§ **TASK INSTRUCTIONS**:
Using the data below, please return every line exactly as given.

☆ ☆ ☆ ☆

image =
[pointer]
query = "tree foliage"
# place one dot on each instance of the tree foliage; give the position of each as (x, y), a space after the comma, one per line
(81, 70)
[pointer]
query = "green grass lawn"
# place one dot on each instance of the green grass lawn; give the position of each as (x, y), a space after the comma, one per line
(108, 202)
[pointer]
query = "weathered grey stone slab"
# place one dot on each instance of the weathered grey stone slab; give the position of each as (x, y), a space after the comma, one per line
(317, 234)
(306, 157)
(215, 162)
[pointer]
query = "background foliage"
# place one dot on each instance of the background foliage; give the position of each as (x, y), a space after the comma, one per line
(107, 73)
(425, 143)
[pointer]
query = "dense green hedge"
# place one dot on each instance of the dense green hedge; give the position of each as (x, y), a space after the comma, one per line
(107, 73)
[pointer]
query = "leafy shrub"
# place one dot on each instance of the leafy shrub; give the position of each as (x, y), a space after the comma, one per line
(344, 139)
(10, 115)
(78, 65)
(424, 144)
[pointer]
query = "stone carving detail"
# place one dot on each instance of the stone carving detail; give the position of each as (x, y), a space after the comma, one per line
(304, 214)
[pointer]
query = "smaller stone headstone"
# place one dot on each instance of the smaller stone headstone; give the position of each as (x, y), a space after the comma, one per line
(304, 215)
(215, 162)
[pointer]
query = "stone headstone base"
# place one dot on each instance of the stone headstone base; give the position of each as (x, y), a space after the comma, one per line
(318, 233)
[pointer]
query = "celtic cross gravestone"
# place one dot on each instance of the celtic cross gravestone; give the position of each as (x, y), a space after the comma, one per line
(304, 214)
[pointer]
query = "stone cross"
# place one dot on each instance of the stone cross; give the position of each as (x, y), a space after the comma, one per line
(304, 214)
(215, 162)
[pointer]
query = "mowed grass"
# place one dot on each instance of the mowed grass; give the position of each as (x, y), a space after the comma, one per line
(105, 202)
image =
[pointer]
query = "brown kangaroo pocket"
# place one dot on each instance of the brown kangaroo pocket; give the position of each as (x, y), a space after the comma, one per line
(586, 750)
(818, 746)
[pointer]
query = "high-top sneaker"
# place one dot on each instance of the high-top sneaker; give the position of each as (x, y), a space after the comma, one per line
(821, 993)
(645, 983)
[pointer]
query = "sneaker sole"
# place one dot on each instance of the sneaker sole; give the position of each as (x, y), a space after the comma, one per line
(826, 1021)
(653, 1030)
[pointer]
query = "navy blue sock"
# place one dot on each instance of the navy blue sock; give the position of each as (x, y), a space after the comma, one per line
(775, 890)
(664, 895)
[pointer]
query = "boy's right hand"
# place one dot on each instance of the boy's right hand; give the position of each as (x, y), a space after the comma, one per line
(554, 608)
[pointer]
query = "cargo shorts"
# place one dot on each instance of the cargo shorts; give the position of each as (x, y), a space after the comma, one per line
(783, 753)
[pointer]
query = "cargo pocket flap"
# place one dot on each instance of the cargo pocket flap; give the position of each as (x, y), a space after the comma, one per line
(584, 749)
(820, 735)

☆ ☆ ☆ ☆

§ **SOLUTION TO THE EXERCISE**:
image =
[pointer]
query = "tree foliage"
# place one dot on each instance of the tree foliage; give the position of each as (x, y), a space after the comma, one per line
(81, 70)
[pointer]
query = "green grass lawn"
# place one dot on each instance of the green grass lawn; give the position of each as (x, y), a space after the comma, one per line
(108, 202)
[pointer]
query = "weathered grey stone slab"
# place one dot on each instance of the weathered grey stone slab; give the position of each as (x, y), a space after the comma, one per line
(317, 234)
(306, 157)
(215, 162)
[pointer]
query = "background foliage"
# place one dot on each instance of the background foliage; give the position of each as (x, y), a space after the comma, one per line
(107, 73)
(425, 143)
[pointer]
query = "dense green hedge"
# place one dot on each instance of the dense green hedge; give the position of each as (x, y), a space after the comma, one per line
(107, 73)
[pointer]
query = "leafy shrub"
# place one dot on each instance of the leafy shrub; give the position of each as (x, y), a space after the comma, one per line
(344, 139)
(10, 115)
(78, 65)
(424, 144)
[pointer]
query = "stone carving detail"
# place one dot on each instance of the stone carving detail; give the position of each as (x, y), a space after the comma, one per line
(304, 214)
[pointer]
query = "smaller stone headstone"
# place one dot on each instance of the smaller stone headstone; give the position of each as (x, y), a space after the comma, one per line
(304, 215)
(215, 162)
[pointer]
query = "stone headstone base"
# place one dot on each instance of the stone headstone base; give the position of each as (x, y), a space after the comma, one per line
(318, 233)
[pointer]
query = "celtic cross gravestone"
# place one dot on each instance of the celtic cross gravestone; give the position of each as (x, y), a space after the comma, one per line
(304, 214)
[pointer]
query = "stone cross"
# place one dot on each instance of the stone cross; give the position of each as (x, y), a space after the comma, one per line
(304, 214)
(215, 162)
[pointer]
query = "mowed grass"
# place one dot on each instance of the mowed grass; give the position of each as (x, y), a space after the comma, one per line
(105, 202)
image =
[pointer]
query = "brown kangaroo pocket"
# place one dot on each instance of the brown kangaroo pocket; give the position of each as (x, y), a space after the comma, one per line
(586, 750)
(818, 746)
[pointer]
query = "high-top sneaker"
# place one dot on each instance of the high-top sneaker; give the position of each as (x, y), a space after the comma, one per line
(821, 993)
(645, 983)
[pointer]
query = "sneaker sole"
# place one dot on each instance of the sneaker sole; give the position of each as (x, y), a space after the comma, one per line
(826, 1021)
(653, 1030)
[pointer]
query = "navy blue sock"
# place one dot on each instance of the navy blue sock; give the position of each as (x, y), a space after the comma, one per line
(775, 890)
(664, 895)
[pointer]
query = "boy's right hand"
# place one dot on each instance of the boy's right hand; give the position of each as (x, y), a space after the comma, one per line
(554, 608)
[pointer]
query = "cargo shorts"
# place one dot on each instance of the cargo shorts; give the position of each as (x, y), a space after the comma, one per line
(783, 753)
[pointer]
query = "cargo pocket flap"
# place one dot on each instance of the cargo pocket flap; give the position of each as (x, y), a space after the comma, one per line
(584, 749)
(820, 735)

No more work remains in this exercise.